* ESTRATTO FORNITO:

————

Giovanni Mazzaferro. Un esemplare postillato delle Vite giuntine di Vasari appartenuto a Taddeo Pepoli



Giovanni Mazzaferro
Un esemplare postillato delle Vite giuntine di Vasari appartenuto a Taddeo Pepoli 



Fig. 1) Giorgio Vasari, Le Vite, ‘Edizione di Taddeo Pepoli’, Tomo II, p. 148, Vita di Giovan Francesco detto il Fattore. 
Foto: Giovanni Mazzaferro 



In generale

L’esemplare delle Vite di Giorgio Vasari in edizione giuntina (1568) oggetto di questo articolo si trova attualmente all’estero, in collezione privata; presenta un numero altissimo di postille marginali, in particolar modo nel secondo dei tre tomi che lo compongono.

————

* DATI ESTRATTI:
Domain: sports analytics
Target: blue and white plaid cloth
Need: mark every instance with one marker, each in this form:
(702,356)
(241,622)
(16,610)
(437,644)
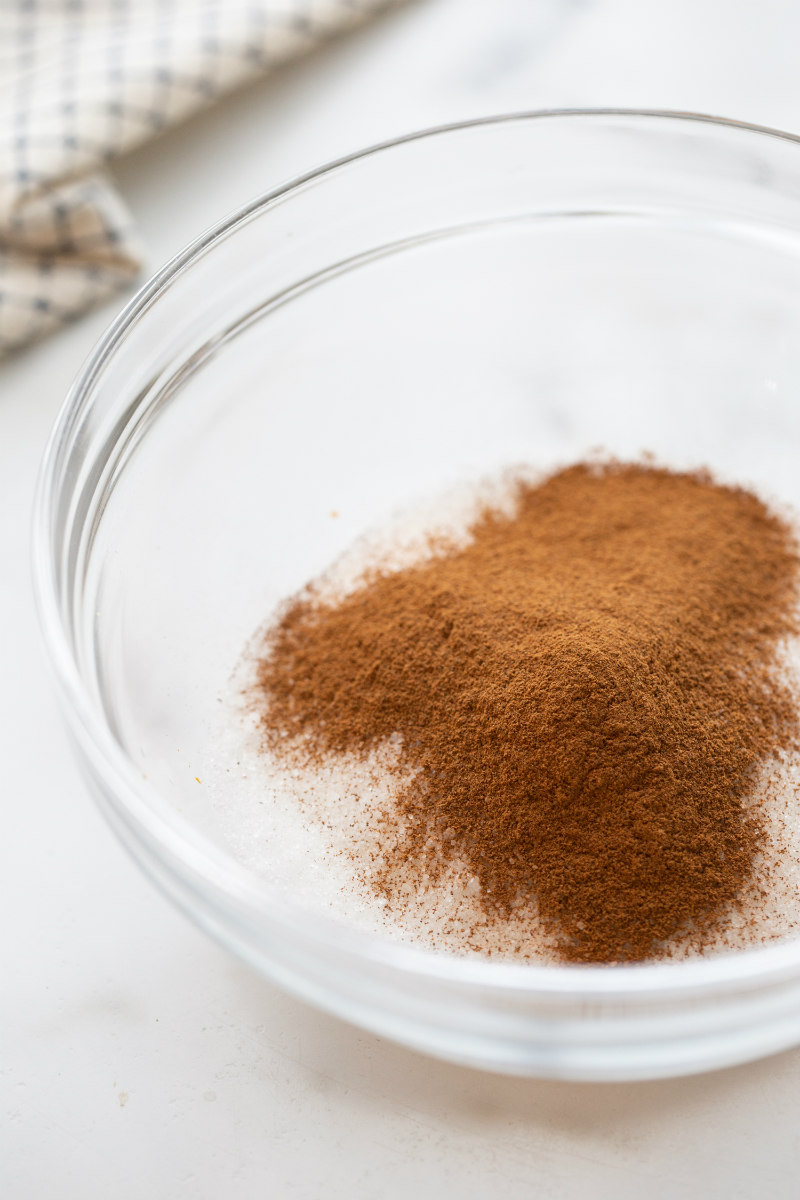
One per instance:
(83,81)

————

* COSA SI CHIEDE:
• a. Rispondi alle seguenti domande sull'estratto.
(i) In quale anno fu pubblicata l'edizione giuntina delle Vite?
(ii) Dove si trova attualmente l'esemplare descritto?
(iii) Quale vita compare nella figura 1?
• b. Riproduci il passo dell'estratto da «Giovanni Mazzaferro. Un» a «detto il Fattore.».
• c. In base all'estratto, spiega in una o due frasi perché l'esemplare delle Vite è definito «postillato».

* RISPOSTE ALLE CONSEGNE:
• a.
(i) Nel 1568.
(ii) All'estero, in una collezione privata.
(iii) La Vita di Giovan Francesco detto il Fattore (Tomo II, p. 148).

• b.
Giovanni Mazzaferro. Un esemplare postillato delle Vite giuntine di Vasari appartenuto a Taddeo Pepoli



Giovanni Mazzaferro
Un esemplare postillato delle Vite giuntine di Vasari appartenuto a Taddeo Pepoli 



Fig. 1) Giorgio Vasari, Le Vite, ‘Edizione di Taddeo Pepoli’, Tomo II, p. 148, Vita di Giovan Francesco detto il Fattore.

• c. L'esemplare presenta un numero altissimo di postille marginali. Queste si concentrano soprattutto nel secondo dei tre tomi che lo compongono.